* begin SUPPLIED RECORDS *
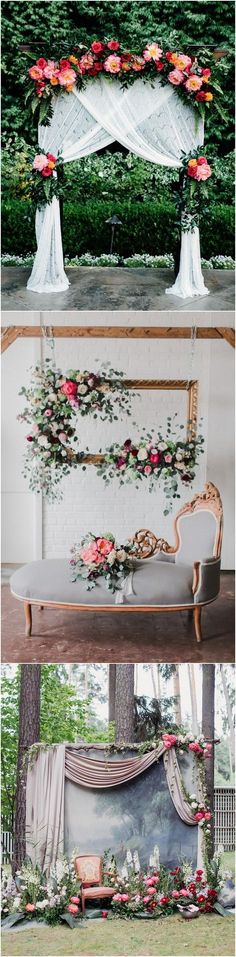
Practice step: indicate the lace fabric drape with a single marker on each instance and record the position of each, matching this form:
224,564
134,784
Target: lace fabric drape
151,121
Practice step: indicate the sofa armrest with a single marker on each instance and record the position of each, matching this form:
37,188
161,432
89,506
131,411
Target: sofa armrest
206,579
148,545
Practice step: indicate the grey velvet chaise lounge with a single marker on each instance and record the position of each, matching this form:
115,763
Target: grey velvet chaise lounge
180,577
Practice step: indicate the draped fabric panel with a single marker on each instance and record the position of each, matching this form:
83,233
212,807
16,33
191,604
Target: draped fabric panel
150,121
46,783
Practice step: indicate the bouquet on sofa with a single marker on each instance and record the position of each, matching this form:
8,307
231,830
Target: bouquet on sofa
101,556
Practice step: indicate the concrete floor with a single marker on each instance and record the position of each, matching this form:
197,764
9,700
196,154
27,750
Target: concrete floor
87,636
116,288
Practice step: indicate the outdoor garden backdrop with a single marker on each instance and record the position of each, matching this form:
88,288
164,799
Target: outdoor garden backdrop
114,181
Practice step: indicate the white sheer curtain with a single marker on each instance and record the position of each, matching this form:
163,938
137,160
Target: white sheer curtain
149,120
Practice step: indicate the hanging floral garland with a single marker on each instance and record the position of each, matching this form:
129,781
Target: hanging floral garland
164,457
191,195
53,400
192,80
43,178
100,556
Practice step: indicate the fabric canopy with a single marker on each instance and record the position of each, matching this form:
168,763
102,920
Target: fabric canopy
46,788
151,121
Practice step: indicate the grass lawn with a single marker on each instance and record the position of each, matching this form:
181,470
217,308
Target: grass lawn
209,936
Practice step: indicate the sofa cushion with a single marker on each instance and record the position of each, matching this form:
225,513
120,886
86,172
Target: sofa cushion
154,583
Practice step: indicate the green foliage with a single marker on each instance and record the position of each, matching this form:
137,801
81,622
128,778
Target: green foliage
64,717
54,27
148,227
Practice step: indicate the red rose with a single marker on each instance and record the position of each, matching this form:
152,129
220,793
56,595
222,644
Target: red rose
113,45
65,65
41,63
46,171
97,47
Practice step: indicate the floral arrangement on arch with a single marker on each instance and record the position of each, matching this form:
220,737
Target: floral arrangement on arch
191,79
43,178
52,402
166,457
192,192
100,556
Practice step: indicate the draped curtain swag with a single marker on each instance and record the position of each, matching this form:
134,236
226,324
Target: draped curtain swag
151,121
46,787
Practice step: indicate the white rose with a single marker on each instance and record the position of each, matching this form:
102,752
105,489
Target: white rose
82,389
43,441
111,557
142,455
121,555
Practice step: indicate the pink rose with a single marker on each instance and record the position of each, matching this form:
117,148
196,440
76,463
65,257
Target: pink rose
112,64
193,83
176,77
40,161
104,546
69,388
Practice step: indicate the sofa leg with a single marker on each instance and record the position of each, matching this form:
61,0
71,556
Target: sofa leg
197,622
28,619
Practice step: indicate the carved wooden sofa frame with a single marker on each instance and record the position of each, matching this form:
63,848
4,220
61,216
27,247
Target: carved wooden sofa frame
205,570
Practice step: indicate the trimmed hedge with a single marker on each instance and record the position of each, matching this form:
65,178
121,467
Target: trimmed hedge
147,227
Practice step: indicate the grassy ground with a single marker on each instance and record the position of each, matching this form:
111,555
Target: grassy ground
209,936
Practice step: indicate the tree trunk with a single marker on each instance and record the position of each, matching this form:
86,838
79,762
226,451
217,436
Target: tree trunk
111,693
176,687
125,703
193,696
229,719
153,677
29,732
208,729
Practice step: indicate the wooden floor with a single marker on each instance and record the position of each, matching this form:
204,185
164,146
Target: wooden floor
71,636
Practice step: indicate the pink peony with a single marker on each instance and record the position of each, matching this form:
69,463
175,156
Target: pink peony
40,161
193,83
176,77
104,546
152,52
69,388
112,64
35,73
89,554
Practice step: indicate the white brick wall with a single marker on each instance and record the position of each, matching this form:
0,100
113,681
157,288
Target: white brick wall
87,504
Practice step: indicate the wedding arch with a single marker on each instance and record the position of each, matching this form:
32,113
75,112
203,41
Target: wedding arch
154,116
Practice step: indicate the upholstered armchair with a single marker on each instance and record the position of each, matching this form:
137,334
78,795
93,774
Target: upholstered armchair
189,573
89,870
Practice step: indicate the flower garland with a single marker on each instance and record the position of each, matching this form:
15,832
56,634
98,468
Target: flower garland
101,556
53,400
192,192
192,80
170,459
43,178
* end SUPPLIED RECORDS *
■ TASK STATEMENT ■
Recast the entries above as a Markdown table with the columns Number and Entry line, one row per line and blank lines left out, covering all the entries. Leave the pictures out of the table.

■ TASK RESPONSE ■
| Number | Entry line |
|---|---|
| 1 | Practice step: indicate the lace fabric drape with a single marker on each instance and record the position of each, matching this form: |
| 2 | 224,564 |
| 3 | 134,784 |
| 4 | Target: lace fabric drape |
| 5 | 151,121 |
| 6 | Practice step: indicate the sofa armrest with a single marker on each instance and record the position of each, matching this form: |
| 7 | 37,188 |
| 8 | 161,432 |
| 9 | 89,506 |
| 10 | 131,411 |
| 11 | Target: sofa armrest |
| 12 | 206,579 |
| 13 | 148,545 |
| 14 | Practice step: indicate the grey velvet chaise lounge with a single marker on each instance and record the position of each, matching this form: |
| 15 | 115,763 |
| 16 | Target: grey velvet chaise lounge |
| 17 | 180,577 |
| 18 | Practice step: indicate the draped fabric panel with a single marker on each instance and record the position of each, matching this form: |
| 19 | 83,233 |
| 20 | 212,807 |
| 21 | 16,33 |
| 22 | 191,604 |
| 23 | Target: draped fabric panel |
| 24 | 150,121 |
| 25 | 46,783 |
| 26 | Practice step: indicate the bouquet on sofa with a single marker on each instance and record the position of each, matching this form: |
| 27 | 8,307 |
| 28 | 231,830 |
| 29 | Target: bouquet on sofa |
| 30 | 101,556 |
| 31 | Practice step: indicate the concrete floor with a single marker on each instance and record the position of each, matching this form: |
| 32 | 197,764 |
| 33 | 9,700 |
| 34 | 196,154 |
| 35 | 27,750 |
| 36 | Target: concrete floor |
| 37 | 87,636 |
| 38 | 116,288 |
| 39 | Practice step: indicate the outdoor garden backdrop with a single marker on each instance and record the position of each, matching this form: |
| 40 | 88,288 |
| 41 | 164,799 |
| 42 | Target: outdoor garden backdrop |
| 43 | 114,181 |
| 44 | Practice step: indicate the white sheer curtain with a single marker on each instance and record the position of each, matching this form: |
| 45 | 163,938 |
| 46 | 137,160 |
| 47 | Target: white sheer curtain |
| 48 | 149,120 |
| 49 | Practice step: indicate the hanging floral garland with a single marker on each instance and record the position of each, matching this form: |
| 50 | 129,781 |
| 51 | Target: hanging floral garland |
| 52 | 164,457 |
| 53 | 191,195 |
| 54 | 53,400 |
| 55 | 192,80 |
| 56 | 43,178 |
| 57 | 100,556 |
| 58 | Practice step: indicate the fabric canopy with a single marker on each instance and record the position of each, matching this form: |
| 59 | 168,763 |
| 60 | 102,920 |
| 61 | Target: fabric canopy |
| 62 | 46,788 |
| 63 | 151,121 |
| 64 | Practice step: indicate the grass lawn with a single marker on each instance and record the position of each, matching this form: |
| 65 | 181,470 |
| 66 | 217,308 |
| 67 | Target: grass lawn |
| 68 | 209,936 |
| 69 | Practice step: indicate the sofa cushion with a single marker on each instance and record the position of each, matching this form: |
| 70 | 225,513 |
| 71 | 120,886 |
| 72 | 86,172 |
| 73 | Target: sofa cushion |
| 74 | 154,583 |
| 75 | Practice step: indicate the green foliage with a single marker on each instance and record the position of each, matching this form: |
| 76 | 137,801 |
| 77 | 81,622 |
| 78 | 128,778 |
| 79 | Target: green foliage |
| 80 | 64,717 |
| 81 | 54,27 |
| 82 | 148,227 |
| 83 | Practice step: indicate the red rose with a single marker on each instance and record the position of each, matching this form: |
| 84 | 152,129 |
| 85 | 220,793 |
| 86 | 56,595 |
| 87 | 222,644 |
| 88 | Target: red rose |
| 89 | 113,45 |
| 90 | 65,65 |
| 91 | 41,63 |
| 92 | 46,171 |
| 93 | 97,47 |
| 94 | Practice step: indicate the floral arrangement on arch with a single marker on each instance and record the position of each, matching this form: |
| 95 | 220,737 |
| 96 | Target: floral arrangement on arch |
| 97 | 191,79 |
| 98 | 43,178 |
| 99 | 52,402 |
| 100 | 166,457 |
| 101 | 192,192 |
| 102 | 100,556 |
| 103 | Practice step: indicate the draped curtain swag with a single marker on each instance and record the position of each, matching this form: |
| 104 | 134,236 |
| 105 | 226,324 |
| 106 | Target: draped curtain swag |
| 107 | 151,121 |
| 108 | 46,787 |
| 109 | Practice step: indicate the white rose with a single marker on each instance and record the position of each, matching this form: |
| 110 | 102,752 |
| 111 | 105,489 |
| 112 | Target: white rose |
| 113 | 82,389 |
| 114 | 43,441 |
| 115 | 111,557 |
| 116 | 142,455 |
| 117 | 121,555 |
| 118 | Practice step: indicate the pink rose with a single marker on each instance and record the position of each, matching this form: |
| 119 | 117,148 |
| 120 | 196,440 |
| 121 | 76,463 |
| 122 | 65,257 |
| 123 | Target: pink rose |
| 124 | 112,64 |
| 125 | 193,83 |
| 126 | 176,77 |
| 127 | 40,161 |
| 128 | 104,546 |
| 129 | 69,388 |
| 130 | Practice step: indicate the sofa leg with a single marker on each instance and record the position of each, matching this form: |
| 131 | 61,0 |
| 132 | 71,556 |
| 133 | Target: sofa leg |
| 134 | 197,622 |
| 135 | 28,619 |
| 136 | Practice step: indicate the carved wooden sofa frame with a single marker on each instance and record the position of each, matching this form: |
| 137 | 63,848 |
| 138 | 4,220 |
| 139 | 61,216 |
| 140 | 27,247 |
| 141 | Target: carved wooden sofa frame |
| 142 | 205,570 |
| 143 | Practice step: indicate the trimmed hedge with a single marker on each instance and record the position of each, matching this form: |
| 144 | 65,178 |
| 145 | 121,467 |
| 146 | Target: trimmed hedge |
| 147 | 147,227 |
| 148 | Practice step: indicate the grassy ground with a single marker on each instance and record the position of each, matching this form: |
| 149 | 111,555 |
| 150 | Target: grassy ground |
| 151 | 209,936 |
| 152 | Practice step: indicate the tree trunk with a single marker on each instance and record the position of each, matching this form: |
| 153 | 86,838 |
| 154 | 79,762 |
| 155 | 226,451 |
| 156 | 217,436 |
| 157 | Target: tree trunk |
| 158 | 111,693 |
| 159 | 176,687 |
| 160 | 125,703 |
| 161 | 193,696 |
| 162 | 229,719 |
| 163 | 153,677 |
| 164 | 29,732 |
| 165 | 208,729 |
| 166 | Practice step: indicate the wooden floor with a single marker on each instance and record the position of each, matching this form: |
| 167 | 204,185 |
| 168 | 164,146 |
| 169 | Target: wooden floor |
| 170 | 71,636 |
| 171 | Practice step: indicate the pink peony with a single marker on each instance and record the position of each, matching this form: |
| 172 | 69,463 |
| 173 | 175,156 |
| 174 | Target: pink peony |
| 175 | 40,161 |
| 176 | 193,83 |
| 177 | 176,77 |
| 178 | 104,546 |
| 179 | 152,52 |
| 180 | 69,388 |
| 181 | 112,64 |
| 182 | 35,73 |
| 183 | 89,554 |
| 184 | Practice step: indicate the white brick wall with a single marker on each instance and record the position of each, matching this form: |
| 185 | 0,100 |
| 186 | 113,681 |
| 187 | 157,288 |
| 188 | Target: white brick wall |
| 189 | 87,504 |
| 190 | Practice step: indicate the wedding arch with a single marker on each instance and record the position of each, matching this form: |
| 191 | 32,113 |
| 192 | 75,112 |
| 193 | 203,41 |
| 194 | Target: wedding arch |
| 195 | 154,116 |
| 196 | Practice step: indicate the upholstered armchair with a single marker on each instance and record the position of each, matching this form: |
| 197 | 137,334 |
| 198 | 78,795 |
| 199 | 93,774 |
| 200 | Target: upholstered armchair |
| 201 | 189,573 |
| 202 | 89,870 |
| 203 | Practice step: indicate the flower garland with a single marker on each instance and record the position of each, matching this form: |
| 204 | 15,832 |
| 205 | 56,634 |
| 206 | 98,468 |
| 207 | Target: flower garland |
| 208 | 101,556 |
| 209 | 53,400 |
| 210 | 192,192 |
| 211 | 192,80 |
| 212 | 170,459 |
| 213 | 43,178 |